Collected data:

|---|

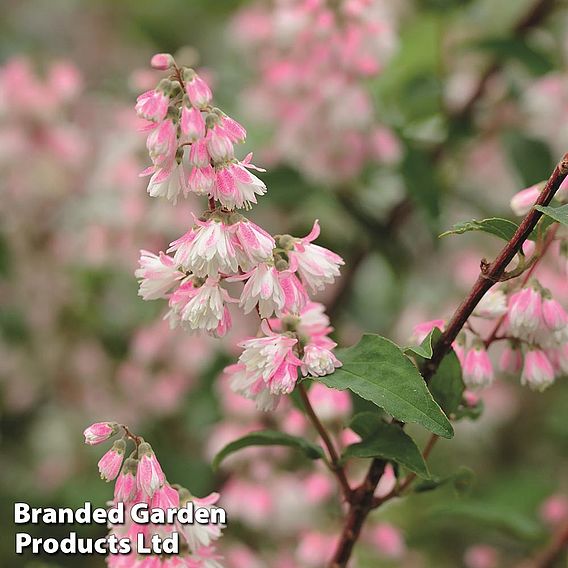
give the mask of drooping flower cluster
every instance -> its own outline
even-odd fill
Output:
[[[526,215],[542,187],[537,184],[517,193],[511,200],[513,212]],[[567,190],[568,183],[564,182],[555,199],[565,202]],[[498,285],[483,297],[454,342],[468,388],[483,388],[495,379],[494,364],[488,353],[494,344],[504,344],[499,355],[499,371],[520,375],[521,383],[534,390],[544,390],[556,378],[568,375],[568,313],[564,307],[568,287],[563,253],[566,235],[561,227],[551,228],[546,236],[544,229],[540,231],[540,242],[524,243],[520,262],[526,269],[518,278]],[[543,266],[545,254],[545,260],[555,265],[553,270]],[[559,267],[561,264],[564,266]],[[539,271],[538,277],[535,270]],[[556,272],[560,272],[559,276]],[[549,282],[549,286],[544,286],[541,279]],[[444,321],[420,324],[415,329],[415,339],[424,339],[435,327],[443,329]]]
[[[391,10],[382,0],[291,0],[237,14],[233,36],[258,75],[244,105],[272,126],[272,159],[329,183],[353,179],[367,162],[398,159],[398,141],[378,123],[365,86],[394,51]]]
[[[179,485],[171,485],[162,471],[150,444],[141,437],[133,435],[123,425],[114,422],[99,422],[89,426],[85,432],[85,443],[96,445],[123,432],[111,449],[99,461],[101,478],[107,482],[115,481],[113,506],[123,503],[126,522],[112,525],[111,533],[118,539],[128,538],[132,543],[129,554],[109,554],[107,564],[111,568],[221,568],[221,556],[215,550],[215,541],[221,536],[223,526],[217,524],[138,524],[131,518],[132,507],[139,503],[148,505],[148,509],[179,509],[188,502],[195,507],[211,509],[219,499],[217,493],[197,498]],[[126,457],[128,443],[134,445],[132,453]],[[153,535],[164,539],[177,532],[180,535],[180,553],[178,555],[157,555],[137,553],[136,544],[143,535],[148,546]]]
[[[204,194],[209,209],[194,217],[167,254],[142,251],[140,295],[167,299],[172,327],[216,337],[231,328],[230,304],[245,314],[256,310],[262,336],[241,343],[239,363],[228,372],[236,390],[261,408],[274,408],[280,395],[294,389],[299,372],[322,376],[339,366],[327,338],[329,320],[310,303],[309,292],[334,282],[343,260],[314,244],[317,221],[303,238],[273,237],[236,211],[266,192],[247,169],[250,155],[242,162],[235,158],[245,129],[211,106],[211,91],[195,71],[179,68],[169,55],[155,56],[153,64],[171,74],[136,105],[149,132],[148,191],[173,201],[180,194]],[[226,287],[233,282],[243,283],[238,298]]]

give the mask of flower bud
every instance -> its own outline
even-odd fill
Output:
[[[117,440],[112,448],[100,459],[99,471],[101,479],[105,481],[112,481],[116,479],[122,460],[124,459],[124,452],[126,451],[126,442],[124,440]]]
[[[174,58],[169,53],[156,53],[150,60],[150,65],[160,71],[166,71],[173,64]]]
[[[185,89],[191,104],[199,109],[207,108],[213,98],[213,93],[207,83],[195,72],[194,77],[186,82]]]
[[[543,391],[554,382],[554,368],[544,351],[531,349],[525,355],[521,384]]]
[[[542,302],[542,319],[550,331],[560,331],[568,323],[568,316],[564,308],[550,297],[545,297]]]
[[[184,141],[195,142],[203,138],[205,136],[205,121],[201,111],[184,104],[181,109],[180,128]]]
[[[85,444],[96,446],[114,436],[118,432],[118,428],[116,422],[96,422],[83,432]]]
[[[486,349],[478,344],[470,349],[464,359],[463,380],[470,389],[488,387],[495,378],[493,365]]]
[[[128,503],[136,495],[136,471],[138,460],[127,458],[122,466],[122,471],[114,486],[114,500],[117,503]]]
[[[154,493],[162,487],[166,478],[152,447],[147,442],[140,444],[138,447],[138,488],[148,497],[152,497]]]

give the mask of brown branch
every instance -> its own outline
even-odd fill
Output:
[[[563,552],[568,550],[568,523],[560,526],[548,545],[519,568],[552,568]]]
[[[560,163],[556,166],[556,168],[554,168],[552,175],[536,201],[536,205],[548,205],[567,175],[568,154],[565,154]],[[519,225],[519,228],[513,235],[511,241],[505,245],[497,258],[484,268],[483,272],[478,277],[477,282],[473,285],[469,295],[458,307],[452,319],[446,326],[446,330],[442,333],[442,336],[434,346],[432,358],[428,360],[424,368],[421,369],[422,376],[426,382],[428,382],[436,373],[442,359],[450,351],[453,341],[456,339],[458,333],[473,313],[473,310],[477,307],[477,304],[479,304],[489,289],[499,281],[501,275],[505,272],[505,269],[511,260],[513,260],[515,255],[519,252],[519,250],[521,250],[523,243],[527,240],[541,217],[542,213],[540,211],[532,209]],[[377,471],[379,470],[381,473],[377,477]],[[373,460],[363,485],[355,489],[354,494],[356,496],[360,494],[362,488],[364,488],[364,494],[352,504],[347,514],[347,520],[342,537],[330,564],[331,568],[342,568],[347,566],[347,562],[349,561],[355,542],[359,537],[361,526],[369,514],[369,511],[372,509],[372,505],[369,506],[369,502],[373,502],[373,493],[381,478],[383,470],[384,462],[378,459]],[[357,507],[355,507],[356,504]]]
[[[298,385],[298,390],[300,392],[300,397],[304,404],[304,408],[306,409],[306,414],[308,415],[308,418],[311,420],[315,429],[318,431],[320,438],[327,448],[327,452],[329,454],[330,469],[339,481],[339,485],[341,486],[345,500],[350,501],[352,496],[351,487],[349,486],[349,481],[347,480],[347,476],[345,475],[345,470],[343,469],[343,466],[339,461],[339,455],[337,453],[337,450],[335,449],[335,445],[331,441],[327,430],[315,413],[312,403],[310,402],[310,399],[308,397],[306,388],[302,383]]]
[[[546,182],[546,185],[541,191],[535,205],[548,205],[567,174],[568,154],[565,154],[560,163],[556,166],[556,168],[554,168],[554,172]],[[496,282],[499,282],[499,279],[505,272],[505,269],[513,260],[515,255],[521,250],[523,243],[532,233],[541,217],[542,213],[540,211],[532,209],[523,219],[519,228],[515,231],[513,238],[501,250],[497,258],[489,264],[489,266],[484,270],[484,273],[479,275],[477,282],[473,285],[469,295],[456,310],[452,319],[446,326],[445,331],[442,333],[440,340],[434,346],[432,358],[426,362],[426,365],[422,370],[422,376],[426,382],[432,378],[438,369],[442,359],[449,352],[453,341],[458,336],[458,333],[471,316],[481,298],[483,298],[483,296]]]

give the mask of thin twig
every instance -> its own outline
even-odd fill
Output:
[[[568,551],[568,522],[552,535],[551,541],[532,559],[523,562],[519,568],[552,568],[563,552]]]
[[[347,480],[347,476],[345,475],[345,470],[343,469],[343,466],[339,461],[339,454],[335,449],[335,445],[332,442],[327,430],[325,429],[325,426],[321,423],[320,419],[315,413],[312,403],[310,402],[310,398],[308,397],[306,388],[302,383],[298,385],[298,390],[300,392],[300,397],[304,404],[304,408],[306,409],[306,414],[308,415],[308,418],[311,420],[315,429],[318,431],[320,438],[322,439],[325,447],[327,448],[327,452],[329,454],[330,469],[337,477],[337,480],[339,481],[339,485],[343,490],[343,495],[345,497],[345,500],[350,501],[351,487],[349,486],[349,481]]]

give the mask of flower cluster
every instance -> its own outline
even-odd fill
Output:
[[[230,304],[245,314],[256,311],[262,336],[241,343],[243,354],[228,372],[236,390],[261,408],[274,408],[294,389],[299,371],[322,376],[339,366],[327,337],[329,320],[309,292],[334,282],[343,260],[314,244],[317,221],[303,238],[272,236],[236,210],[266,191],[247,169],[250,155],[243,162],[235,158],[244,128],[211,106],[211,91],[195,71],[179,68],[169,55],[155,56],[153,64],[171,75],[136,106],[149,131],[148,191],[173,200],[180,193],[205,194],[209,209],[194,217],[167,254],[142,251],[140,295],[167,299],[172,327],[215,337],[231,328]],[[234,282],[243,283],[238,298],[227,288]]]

|---|

WORK REQUEST:
Copy out every line of the data where the word "give" occurs.

COMPLETED TASK:
give the mask of drooping flower cluster
give the mask of flower bud
give the mask of brown branch
give the mask of thin twig
give the mask of flower cluster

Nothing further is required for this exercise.